◆ TEXTO EXTRAÍDO
━━━

28 Jul A viagem à Índia – Parte 2
Era de madrugada, o sol estava a nascer e eu já tinha andado mais de 20 km a pé. Cheguei então a uma estrada em Satara onde passava um comerciante de especiarias com uma carripana muito barulhenta e desengonçada. Ele sobressaia da viatura cinzenta escura com o seu turbante amarelo girassol e as suas barbas compridas e brancas sobre a pele queimada do sol e alaranjada das especiarias.
Pedi boleia com o polegar e apontei para um avião ilustrado na contra capa do meu guia de viagem da Índia. Não dissemos uma única palavra, sorrimos apenas. A tranquilidade e a paz envolviam-nos, estava naquela estrada vazia por percorrer, na esperança de mais um dia que nascia e na quietude daquela paisagem silenciosa.
Encontrava aqui uma resposta para a minha ansiedade e juventude inquieta, senti que amadurecia naquele crepúsculo, aquela viagem até ao aeroporto foi eterna. Despedimo-nos e eu fiquei a vê-lo a desaparecer em câmara lenta por entre o alvoroço indiano.
Sai a correr do check in, o próximo voo para Nova Deli ia partir em meia hora.
Nova Déli tornou-se o centro empresarial da Índia depois da independência, em 1947, quando o país deixou de ser uma colónia britânica. A capital indiana é ideal para perceber a concentração de valores tradicionais do país e as sugestões da vida moderna. Indianas elegantes vestidas com sáris coloridos e jovens de fato a falarem ao telemóvel apressados, contrastavam com a miséria dos que seguem a sina de uma casta inferior.

━━━

◆ DADOS REGISTADOS
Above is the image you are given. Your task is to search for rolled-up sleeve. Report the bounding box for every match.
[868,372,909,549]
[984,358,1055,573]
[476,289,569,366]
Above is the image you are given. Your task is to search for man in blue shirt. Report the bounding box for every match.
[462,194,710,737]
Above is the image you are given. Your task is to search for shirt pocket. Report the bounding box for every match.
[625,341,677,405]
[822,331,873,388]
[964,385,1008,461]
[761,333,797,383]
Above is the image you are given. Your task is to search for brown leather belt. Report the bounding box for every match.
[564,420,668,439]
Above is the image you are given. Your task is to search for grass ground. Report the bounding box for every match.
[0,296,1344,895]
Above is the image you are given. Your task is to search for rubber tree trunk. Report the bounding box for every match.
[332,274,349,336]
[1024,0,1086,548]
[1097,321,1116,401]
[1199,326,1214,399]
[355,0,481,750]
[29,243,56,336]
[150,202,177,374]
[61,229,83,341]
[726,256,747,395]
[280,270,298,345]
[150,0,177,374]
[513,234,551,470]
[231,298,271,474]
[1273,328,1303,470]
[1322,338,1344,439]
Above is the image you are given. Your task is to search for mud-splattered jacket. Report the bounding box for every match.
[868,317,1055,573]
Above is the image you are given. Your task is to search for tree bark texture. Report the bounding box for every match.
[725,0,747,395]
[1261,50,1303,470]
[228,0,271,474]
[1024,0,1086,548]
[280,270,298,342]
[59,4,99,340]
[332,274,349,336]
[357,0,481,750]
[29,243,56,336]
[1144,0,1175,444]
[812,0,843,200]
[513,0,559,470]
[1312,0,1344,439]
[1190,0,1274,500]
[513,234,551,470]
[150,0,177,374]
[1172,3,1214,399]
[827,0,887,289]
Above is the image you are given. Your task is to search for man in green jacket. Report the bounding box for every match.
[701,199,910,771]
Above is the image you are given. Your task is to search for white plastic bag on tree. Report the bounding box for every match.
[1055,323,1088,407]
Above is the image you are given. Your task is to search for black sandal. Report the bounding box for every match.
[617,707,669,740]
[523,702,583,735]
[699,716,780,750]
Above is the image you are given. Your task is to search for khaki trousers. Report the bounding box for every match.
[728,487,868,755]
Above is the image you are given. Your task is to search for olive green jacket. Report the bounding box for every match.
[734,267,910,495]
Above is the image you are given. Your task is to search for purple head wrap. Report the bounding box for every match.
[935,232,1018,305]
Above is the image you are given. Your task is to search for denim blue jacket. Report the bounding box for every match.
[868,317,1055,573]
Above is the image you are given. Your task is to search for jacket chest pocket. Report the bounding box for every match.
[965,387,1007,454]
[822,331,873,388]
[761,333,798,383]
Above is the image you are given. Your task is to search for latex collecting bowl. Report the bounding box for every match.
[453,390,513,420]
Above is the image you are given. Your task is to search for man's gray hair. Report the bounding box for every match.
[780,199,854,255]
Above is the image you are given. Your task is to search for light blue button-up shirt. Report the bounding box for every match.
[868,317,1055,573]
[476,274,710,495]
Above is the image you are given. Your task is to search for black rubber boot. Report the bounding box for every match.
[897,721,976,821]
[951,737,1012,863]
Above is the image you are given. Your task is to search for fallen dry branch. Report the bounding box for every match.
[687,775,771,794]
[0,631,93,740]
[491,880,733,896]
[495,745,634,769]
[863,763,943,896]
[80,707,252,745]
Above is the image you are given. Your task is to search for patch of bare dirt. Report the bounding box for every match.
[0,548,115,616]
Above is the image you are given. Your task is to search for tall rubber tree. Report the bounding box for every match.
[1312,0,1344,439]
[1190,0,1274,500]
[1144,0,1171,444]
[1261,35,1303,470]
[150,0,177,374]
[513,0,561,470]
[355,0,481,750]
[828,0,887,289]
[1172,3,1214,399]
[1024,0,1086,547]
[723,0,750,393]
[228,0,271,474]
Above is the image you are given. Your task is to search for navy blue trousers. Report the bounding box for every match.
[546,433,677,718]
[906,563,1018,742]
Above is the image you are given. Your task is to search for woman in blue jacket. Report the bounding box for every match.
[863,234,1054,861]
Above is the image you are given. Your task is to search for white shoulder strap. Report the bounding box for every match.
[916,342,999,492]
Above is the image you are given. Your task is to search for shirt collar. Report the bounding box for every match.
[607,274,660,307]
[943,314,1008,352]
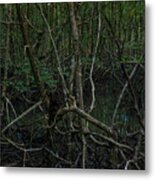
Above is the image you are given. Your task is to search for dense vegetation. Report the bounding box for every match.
[0,1,145,169]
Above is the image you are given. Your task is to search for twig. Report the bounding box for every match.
[2,101,42,133]
[89,4,101,113]
[112,64,138,123]
[44,147,72,164]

━━━

◆ TAREFA 1
Indique se cada afirmação concorda com o texto sobre a viagem à Índia, respondendo sim ou não e citando literalmente as palavras que o decidem: (a) O comerciante de especiarias usava um turbante amarelo. (b) Durante a boleia houve conversa com o comerciante. (c) A Índia deixou de ser uma colónia britânica em 1950.
◆ TAREFA 2
Imprima, sem qualquer alteração, o trecho do texto sobre a viagem à Índia que abre com as palavras que contêm "28 Jul A viagem" e fecha com "alaranjada das especiarias.".
Baseie-se unicamente no texto sobre a viagem à Índia.

◆ RESPOSTA 1
(a) Sim: "com o seu turbante amarelo girassol".
(b) Não: "Não dissemos uma única palavra, sorrimos apenas."
(c) Não: "depois da independência, em 1947, quando o país deixou de ser uma colónia britânica".

◆ RESPOSTA 2
28 Jul A viagem à Índia – Parte 2
Era de madrugada, o sol estava a nascer e eu já tinha andado mais de 20 km a pé. Cheguei então a uma estrada em Satara onde passava um comerciante de especiarias com uma carripana muito barulhenta e desengonçada. Ele sobressaia da viatura cinzenta escura com o seu turbante amarelo girassol e as suas barbas compridas e brancas sobre a pele queimada do sol e alaranjada das especiarias.